> **EXERCISE OBJECTIVE**
Return every line of the records below that contains the string "rock".

> **RECORDS FOR THE EXERCISE**

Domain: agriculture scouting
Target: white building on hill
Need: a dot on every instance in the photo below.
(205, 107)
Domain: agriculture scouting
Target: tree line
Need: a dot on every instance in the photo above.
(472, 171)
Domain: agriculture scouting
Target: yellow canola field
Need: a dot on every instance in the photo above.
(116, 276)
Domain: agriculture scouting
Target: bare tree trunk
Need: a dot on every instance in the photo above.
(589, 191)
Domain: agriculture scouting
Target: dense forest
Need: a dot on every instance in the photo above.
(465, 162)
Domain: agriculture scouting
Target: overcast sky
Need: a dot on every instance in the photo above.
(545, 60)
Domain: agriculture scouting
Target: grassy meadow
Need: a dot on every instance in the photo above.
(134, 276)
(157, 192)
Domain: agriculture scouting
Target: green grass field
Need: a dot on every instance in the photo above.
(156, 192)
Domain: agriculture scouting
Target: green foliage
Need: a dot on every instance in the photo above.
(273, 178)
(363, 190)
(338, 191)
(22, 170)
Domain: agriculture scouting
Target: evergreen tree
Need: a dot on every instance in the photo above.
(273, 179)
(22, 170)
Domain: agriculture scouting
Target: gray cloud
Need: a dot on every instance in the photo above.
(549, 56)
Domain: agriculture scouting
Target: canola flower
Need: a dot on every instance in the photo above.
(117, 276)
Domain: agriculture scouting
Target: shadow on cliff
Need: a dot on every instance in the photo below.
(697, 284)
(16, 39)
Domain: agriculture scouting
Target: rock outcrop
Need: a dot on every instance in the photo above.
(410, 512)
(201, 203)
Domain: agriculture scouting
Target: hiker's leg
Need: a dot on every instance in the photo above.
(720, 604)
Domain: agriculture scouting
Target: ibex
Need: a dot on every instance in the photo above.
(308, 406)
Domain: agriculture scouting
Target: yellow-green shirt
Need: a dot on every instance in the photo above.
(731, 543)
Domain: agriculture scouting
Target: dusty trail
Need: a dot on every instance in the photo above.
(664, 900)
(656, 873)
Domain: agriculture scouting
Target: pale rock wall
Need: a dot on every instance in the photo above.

> **OUTPUT FOR THIS EXERCISE**
Target: rock outcrop
Target: pale rock wall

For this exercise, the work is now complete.